**Required work:**
1: In the boxing forum thread, which round did Mexi-Box think Vargas would stop Miura in?
2: Write the post that follows the last header in the boxing forum thread, continuing the thread from that point.

**Text for analysis:**
○ ○ ○ ○ ○ ○ ○

Muira has a bad start, needs to make serious adjustments, catching way too many power punches. Vargas needs to watch those body shots

Massive punches from both fights though


----------



## Brickfists (Oct 17, 2012)

Chacal said:


> :lol: what a pathetic post


No its not, you're just being a pathetic poster.


----------



## igor_otsky (Jul 24, 2012)

fucker's tough nut to crack


----------



## w;dkm ckeqfjq c (Jul 26, 2012)

The cement fisted japanese boy is getting going !!


----------



## Sweethome_Bama (Jul 29, 2012)

Verdejos gonna get KO'd


----------



## w;dkm ckeqfjq c (Jul 26, 2012)

Brickfists said:


> No its not, you're just being a pathetic poster.


Anyone who lets one performance under the circumstances of a year lay off and a weeks notice change their opinion on a fighter is a spastic.


----------



## tezel8764 (May 16, 2013)

This is one of the longest PPV I've watched. :rofl


----------



## igor_otsky (Jul 24, 2012)

gooo makunochi!!!!!!!!!!!!!


----------



## ThatBoxingGuy2022 (Aug 28, 2014)

Hes not coming back from this


----------



## Floyd_g.o.a.t (Jun 11, 2013)

What a damn fight!


----------



## Sweethome_Bama (Jul 29, 2012)

Vargas gonna have to show something special.
Looks like he is folding


----------



## Plutus (May 6, 2015)

Found his chi


----------



## scorpion (Jun 24, 2013)

oooooh shiiiit.


----------



## Mexi-Box (Jun 4, 2013)

Wow, Miura can take a fucking beating. He really turned the tide. I thought Vargas would've got him out of there in the first. :yikes


----------



## thehook13 (May 16, 2013)

Vargas sat the fuck down


----------



## tommygun711 (Jun 4, 2013)

this is a nice little fight... much better than that "exhibition"


----------



## Sister Sledge (Oct 22, 2012)

Viva, Japan
1


----------



## Tage_West (May 16, 2013)

OOOOH

that left hand has been coming. he keeps teeing up.


----------



## igor_otsky (Jul 24, 2012)

fucking pacquiao right there


----------



## Cableaddict (Jun 6, 2013)

Miura is fighting like a Mexican.


----------



## Chatty (Jun 6, 2012)

I defend Rigo a fair big but damn that might be one of the worst fights ive ever seen.

Sent from my GT-I9195 using Tapatalk


----------



## w;dkm ckeqfjq c (Jul 26, 2012)

Miura is what Provodnikov wishes he was.


----------



## thehook13 (May 16, 2013)

tommygun711 said:


> this is a nice little fight... much better than that "exhibition"


This is a big fight, brutal match, two world class fighters in there fighting for world title.


----------



## igor_otsky (Jul 24, 2012)

vargas is going down bro. vargas becoming the japanese now


----------



## Cableaddict (Jun 6, 2013)

○ ○ ○ ○ ○ ○ ○

**Supplied material:**
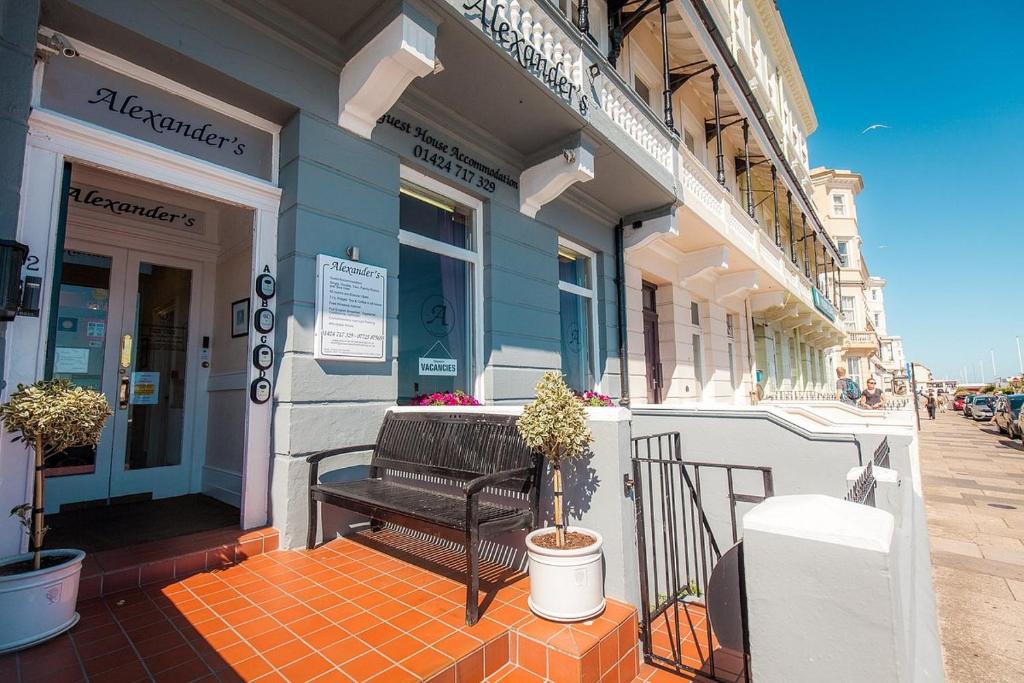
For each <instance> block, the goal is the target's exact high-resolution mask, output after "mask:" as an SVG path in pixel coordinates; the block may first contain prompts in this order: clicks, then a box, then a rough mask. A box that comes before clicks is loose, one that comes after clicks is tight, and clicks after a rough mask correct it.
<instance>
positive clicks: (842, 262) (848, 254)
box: [836, 240, 850, 268]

○ ○ ○ ○ ○ ○ ○

**Response list:**
1: The first round.

2:
Vargas isn't moving side to side much any longer. If he stands toe to toe, he's meat.


----------



## thehook13 (May 16, 2013)

Vargas is going to go soon. He is faded big time

Muira looking for thw right hand


----------



## bjl12 (Jun 5, 2013)

You mates have fun! Gotta be up in like 5 hours for work. Was hoping for early KO's to see the fight but I'll catch it tmrw!


----------



## Mexi-Box (Jun 4, 2013)

Fuck, Miura has no quit. The man is fucking concrete.


----------



## Sweethome_Bama (Jul 29, 2012)

Vargas is gonna have to stop trying to poorly box.
He has to bite down and try get on the inside with Miura, give him angles on the inside, bang the body and then later go after the head.


----------



## Plutus (May 6, 2015)

Miguel is wearing pink? Too much swag, Miguel by TKO


----------



## Kalash (Dec 13, 2013)

That missed uppercut though


----------



## igor_otsky (Jul 24, 2012)

as if im playing the fight night game here' all on power punch lol


----------



## Kalash (Dec 13, 2013)

How is somebody not getting knocked out already lol


----------



## thehook13 (May 16, 2013)

Vargas looking more rejuvenated in RD 6. His Round :deal


----------



## Tage_West (May 16, 2013)




----------



## Mexi-Box (Jun 4, 2013)

Damn, this fight. These guys want it. Like they're fighting for food or something. Someone tell them there are like 4 titlists at 130 lbs. :lol:


----------



## Kalash (Dec 13, 2013)

Dude's got two right eyes


----------



## Chex31 (May 30, 2013)

Tage_West said:


>


:smile


----------



## Sweethome_Bama (Jul 29, 2012)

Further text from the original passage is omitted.